CONSIGNE 1 → Dans les enregistrements, recopiez les lignes allant de celle qui contient « query (the noun phrase to segment): flowing » à celle qui contient « 46), (183, 45)] », en substituant « stream » à « river » sans rien modifier d'autre.
CONSIGNE 2 → Reprenez le passage sur les conseillers d'insertion et de probation là où il s'arrête, et rédigez-en la suite.

Par ailleurs, des pratiques innovantes de prise en charge des délinquants devraient être généralisées et élaborées par une équipe pluridisciplinaire.

Le projet de loi de programmation prévoit également de confier les enquêtes présentencielles au secteur associatif habilité, « ce qui permettra aux conseillers d’insertion et de probation de se recentrer sur le suivi des personnes condamnées », estime le garde des Sceaux. Ce sont ainsi 130 emplois de conseillers qui pourront être redéployés.

Enregistrements d'annotation et de segmentation:
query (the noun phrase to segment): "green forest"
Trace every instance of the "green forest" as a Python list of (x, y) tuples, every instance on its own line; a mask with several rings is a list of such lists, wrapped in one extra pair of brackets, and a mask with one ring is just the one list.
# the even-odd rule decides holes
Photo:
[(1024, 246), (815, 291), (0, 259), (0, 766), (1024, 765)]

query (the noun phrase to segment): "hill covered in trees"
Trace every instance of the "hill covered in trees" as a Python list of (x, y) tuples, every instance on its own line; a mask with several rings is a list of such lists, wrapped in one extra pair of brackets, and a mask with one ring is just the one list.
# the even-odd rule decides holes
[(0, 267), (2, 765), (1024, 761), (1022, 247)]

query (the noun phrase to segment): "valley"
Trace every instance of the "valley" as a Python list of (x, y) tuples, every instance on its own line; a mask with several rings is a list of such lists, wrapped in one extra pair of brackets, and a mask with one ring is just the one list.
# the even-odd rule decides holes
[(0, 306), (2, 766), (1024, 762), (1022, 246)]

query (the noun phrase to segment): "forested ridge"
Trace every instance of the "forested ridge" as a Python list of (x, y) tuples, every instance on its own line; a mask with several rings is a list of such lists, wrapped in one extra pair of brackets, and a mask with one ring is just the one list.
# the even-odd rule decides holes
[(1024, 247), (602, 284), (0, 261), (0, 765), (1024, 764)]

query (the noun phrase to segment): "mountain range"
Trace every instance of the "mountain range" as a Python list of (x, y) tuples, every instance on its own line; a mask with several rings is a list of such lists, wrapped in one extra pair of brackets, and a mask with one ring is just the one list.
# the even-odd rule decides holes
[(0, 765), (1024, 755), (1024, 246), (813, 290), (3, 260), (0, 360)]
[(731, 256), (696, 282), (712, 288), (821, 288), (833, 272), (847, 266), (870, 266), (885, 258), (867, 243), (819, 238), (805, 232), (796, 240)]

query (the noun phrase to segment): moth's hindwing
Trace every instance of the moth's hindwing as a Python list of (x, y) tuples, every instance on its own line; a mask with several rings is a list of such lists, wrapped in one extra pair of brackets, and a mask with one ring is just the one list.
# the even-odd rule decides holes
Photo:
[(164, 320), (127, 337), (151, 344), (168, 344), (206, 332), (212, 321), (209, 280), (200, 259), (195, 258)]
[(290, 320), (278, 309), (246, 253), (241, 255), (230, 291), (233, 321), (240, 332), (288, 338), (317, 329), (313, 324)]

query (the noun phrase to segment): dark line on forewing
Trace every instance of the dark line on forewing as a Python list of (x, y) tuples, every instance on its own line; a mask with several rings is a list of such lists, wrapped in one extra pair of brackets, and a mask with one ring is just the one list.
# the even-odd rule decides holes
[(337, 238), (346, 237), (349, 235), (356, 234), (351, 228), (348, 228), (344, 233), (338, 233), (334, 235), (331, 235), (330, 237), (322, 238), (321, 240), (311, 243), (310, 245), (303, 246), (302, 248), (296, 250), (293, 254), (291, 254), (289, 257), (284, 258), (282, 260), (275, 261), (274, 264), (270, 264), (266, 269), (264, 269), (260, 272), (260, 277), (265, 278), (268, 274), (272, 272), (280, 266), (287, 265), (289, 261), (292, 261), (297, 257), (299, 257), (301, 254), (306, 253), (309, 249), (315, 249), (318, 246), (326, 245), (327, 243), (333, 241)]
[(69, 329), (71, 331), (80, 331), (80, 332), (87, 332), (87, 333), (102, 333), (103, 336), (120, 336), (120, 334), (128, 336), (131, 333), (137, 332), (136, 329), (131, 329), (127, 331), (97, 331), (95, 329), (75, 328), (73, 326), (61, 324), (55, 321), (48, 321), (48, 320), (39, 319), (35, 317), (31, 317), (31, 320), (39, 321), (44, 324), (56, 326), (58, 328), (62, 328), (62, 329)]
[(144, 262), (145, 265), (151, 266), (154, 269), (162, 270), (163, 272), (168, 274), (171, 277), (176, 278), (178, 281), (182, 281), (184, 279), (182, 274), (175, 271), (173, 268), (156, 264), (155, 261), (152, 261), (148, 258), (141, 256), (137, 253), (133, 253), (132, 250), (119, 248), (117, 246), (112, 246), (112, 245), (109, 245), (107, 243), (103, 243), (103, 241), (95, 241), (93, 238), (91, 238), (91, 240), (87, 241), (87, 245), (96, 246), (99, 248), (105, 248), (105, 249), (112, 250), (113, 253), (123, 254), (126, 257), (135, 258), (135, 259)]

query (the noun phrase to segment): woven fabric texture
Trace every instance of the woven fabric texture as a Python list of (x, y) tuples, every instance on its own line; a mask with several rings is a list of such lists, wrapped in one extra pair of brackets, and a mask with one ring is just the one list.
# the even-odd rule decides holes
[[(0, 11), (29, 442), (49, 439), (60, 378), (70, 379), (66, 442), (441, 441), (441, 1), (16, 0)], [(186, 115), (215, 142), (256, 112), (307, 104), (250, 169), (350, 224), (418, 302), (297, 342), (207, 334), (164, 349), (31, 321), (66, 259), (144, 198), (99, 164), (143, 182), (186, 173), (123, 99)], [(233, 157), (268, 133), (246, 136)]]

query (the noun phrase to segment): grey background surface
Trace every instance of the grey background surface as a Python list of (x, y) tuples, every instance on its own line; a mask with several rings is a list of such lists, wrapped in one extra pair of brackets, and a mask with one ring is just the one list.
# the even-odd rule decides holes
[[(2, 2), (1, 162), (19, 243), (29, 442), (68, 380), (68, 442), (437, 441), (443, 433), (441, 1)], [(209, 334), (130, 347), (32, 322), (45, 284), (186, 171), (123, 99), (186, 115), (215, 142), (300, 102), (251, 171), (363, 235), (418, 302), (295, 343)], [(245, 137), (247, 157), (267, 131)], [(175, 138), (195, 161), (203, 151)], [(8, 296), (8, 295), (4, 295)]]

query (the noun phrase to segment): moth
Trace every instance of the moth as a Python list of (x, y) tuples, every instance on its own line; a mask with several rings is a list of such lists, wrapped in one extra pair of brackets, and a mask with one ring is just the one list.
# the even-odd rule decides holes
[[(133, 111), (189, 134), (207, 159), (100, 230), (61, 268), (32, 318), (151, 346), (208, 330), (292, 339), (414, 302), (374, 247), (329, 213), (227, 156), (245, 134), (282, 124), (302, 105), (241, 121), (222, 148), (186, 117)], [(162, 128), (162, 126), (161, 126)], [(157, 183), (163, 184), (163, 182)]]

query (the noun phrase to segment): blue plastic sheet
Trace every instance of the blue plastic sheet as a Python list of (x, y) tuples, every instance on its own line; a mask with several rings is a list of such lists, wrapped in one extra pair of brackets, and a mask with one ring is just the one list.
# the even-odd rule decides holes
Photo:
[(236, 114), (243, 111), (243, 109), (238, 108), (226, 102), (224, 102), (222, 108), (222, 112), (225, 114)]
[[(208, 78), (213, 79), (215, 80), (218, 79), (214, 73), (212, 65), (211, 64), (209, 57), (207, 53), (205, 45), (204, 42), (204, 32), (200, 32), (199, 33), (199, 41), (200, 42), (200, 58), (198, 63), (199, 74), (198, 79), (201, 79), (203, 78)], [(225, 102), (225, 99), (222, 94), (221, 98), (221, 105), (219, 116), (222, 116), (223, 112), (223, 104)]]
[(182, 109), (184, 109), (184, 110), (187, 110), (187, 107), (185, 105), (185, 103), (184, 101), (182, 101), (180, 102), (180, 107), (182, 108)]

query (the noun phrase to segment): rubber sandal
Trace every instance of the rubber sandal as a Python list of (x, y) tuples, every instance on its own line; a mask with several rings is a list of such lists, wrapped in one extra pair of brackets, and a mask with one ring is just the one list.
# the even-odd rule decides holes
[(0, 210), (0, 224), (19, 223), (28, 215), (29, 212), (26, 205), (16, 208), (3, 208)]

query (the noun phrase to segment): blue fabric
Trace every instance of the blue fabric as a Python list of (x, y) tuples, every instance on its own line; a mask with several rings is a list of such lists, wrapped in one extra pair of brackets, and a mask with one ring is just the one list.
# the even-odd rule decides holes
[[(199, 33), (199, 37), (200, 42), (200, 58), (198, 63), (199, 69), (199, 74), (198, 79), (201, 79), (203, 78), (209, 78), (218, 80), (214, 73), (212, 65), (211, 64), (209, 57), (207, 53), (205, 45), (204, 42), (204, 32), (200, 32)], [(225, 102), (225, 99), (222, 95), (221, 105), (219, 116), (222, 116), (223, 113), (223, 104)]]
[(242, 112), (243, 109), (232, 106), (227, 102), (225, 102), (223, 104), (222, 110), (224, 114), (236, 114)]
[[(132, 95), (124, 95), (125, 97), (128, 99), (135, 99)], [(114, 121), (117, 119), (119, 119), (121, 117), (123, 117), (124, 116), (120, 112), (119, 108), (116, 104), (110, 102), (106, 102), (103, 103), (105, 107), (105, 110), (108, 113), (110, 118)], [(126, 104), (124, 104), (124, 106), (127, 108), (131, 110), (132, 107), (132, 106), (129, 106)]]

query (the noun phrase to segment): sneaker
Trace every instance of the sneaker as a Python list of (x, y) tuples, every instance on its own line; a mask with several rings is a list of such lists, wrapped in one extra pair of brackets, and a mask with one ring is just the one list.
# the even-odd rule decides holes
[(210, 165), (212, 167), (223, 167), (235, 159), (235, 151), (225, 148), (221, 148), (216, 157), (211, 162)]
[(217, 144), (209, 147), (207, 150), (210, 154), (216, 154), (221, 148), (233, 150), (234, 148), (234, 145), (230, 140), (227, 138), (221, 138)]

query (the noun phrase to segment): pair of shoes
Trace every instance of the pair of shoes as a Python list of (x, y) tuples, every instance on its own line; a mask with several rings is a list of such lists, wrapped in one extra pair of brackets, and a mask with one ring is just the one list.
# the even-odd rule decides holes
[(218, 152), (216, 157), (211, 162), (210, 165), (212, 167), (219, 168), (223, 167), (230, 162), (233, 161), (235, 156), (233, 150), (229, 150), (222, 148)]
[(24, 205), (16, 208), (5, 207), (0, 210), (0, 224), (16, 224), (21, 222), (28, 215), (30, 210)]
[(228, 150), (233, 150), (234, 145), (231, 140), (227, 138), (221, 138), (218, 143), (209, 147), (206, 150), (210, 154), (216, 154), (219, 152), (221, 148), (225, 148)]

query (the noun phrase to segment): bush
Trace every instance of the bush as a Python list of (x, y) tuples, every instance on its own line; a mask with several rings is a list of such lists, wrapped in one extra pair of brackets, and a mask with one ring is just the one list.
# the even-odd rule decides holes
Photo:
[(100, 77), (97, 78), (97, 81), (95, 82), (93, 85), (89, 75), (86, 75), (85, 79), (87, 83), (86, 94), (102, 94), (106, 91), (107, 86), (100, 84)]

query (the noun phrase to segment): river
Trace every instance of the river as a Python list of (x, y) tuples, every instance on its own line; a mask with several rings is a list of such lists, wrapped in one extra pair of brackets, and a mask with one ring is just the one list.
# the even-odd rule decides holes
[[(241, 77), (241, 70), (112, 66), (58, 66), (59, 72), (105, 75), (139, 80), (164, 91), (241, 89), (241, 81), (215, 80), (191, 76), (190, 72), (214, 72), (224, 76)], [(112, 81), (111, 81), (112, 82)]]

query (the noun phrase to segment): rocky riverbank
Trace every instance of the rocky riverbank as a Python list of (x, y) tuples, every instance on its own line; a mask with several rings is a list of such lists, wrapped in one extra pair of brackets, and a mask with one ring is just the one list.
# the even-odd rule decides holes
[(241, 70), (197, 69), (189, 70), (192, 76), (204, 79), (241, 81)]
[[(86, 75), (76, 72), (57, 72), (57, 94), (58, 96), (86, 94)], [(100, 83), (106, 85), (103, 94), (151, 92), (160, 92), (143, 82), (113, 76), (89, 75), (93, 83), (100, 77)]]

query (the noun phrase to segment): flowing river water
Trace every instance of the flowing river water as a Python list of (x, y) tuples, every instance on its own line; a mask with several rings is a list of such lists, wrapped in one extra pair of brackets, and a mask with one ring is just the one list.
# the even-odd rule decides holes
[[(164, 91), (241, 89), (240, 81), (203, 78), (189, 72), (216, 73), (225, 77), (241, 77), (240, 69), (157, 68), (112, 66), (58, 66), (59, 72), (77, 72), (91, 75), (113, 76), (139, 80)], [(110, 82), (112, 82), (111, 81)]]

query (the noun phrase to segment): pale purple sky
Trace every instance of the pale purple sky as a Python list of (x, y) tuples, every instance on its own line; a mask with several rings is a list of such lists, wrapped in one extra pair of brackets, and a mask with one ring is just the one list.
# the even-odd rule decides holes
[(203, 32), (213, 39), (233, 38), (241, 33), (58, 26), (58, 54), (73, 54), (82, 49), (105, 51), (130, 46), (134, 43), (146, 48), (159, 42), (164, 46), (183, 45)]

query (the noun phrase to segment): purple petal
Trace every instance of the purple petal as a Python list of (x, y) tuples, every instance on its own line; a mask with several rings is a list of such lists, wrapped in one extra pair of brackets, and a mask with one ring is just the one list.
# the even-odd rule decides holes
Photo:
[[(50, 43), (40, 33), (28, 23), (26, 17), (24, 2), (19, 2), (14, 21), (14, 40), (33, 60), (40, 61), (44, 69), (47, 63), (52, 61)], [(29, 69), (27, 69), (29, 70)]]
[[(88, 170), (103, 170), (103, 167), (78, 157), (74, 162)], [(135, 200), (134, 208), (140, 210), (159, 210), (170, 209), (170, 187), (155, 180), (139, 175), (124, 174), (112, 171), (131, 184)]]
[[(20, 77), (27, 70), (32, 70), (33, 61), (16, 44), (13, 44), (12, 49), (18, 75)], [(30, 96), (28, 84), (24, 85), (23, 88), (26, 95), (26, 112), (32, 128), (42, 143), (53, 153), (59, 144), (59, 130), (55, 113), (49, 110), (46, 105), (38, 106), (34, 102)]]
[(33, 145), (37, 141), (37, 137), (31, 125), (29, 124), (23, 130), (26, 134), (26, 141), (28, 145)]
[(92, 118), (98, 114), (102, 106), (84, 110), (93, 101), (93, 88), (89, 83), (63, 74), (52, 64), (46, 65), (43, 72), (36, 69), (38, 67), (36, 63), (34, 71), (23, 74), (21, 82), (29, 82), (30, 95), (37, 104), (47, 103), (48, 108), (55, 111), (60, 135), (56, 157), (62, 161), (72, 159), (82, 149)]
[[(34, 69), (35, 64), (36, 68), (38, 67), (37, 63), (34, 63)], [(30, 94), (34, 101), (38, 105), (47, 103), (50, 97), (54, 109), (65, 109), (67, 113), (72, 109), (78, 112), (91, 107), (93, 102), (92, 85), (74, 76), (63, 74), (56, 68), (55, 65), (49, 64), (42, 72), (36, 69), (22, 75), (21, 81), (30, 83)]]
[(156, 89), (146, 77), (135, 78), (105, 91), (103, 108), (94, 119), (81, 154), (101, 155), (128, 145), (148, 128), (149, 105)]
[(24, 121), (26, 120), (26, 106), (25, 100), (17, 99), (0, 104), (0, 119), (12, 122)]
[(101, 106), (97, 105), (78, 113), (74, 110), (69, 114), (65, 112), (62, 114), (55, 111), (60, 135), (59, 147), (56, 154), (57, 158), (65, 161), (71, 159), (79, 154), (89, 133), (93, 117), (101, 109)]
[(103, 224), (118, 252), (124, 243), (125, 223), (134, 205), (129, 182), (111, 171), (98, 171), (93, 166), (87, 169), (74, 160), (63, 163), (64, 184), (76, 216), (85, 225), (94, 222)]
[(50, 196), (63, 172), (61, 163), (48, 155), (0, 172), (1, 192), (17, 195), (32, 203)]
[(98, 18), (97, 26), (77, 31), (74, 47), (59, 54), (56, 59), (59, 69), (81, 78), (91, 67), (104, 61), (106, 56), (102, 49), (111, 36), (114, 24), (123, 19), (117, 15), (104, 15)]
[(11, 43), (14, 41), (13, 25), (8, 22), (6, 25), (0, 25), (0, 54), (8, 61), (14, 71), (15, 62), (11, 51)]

RÉPONSE ATTENDUE 1 →
query (the noun phrase to segment): flowing stream water
Trace every instance of the flowing stream water as a Python list of (x, y) tuples, every instance on its own line; a mask with several rings is a list of such lists, wrapped in one extra pair of brackets, and a mask with one ring is just the one list.
# the even-odd rule decides holes
[[(164, 91), (241, 89), (240, 81), (203, 78), (189, 72), (216, 73), (225, 77), (241, 77), (240, 69), (157, 68), (112, 66), (58, 66), (59, 72), (77, 72), (91, 75), (113, 76), (139, 80)], [(110, 82), (112, 82), (111, 81)]]

query (the noun phrase to segment): pale purple sky
Trace every instance of the pale purple sky as a Python list of (x, y) tuples, every instance on its own line; a mask with several rings is a list of such lists, wrapped in one extra pair of brackets, and a mask with one ring is just the one list.
# the even-odd rule decides holes
[(203, 32), (213, 39), (233, 38), (241, 33), (58, 26), (58, 54), (73, 54), (82, 49), (105, 51), (130, 46), (134, 43), (146, 48), (159, 42), (164, 46), (183, 45)]

RÉPONSE ATTENDUE 2 →
Pour assurer l’efficacité de la prévention de la récidive, certaines mesures du récent rapport des inspections générales des finances et des services judiciaires sur l’organisation et le fonctionnement des SPIP devraient être mises en œuvre (3). Michel Mercier a indiqué que seront ainsi élaborés un référentiel d’activité afin de préciser les missions de ces services, un organigramme de référence et des indicateurs fiables de mesure de la charge de travail et des résultats. Il a en outre précisé que les SPIP pourraient bientôt bénéficier du renfort d’équipes mobiles (88 emplois supplémentaires d’ici à 2013) en cas de pic d’activité et qu’il introduirait « plus de souplesse dans la gestion des effectifs [des services] ». Cette réorganisation des SPIP s’accompagnera de la création de 103 emplois de psychologues, a précisé le ministre.

Assurer l’exécution des peines

Selon la chancellerie, 85 000 peines étaient en attente d’exécution en juin dernier. Afin de remédier à cette situation, le projet de loi de programmation prévoit de renforcer les services de l’application et de l’exécution des peines, en créant 120 postes de magistrats et 89 emplois de greffiers.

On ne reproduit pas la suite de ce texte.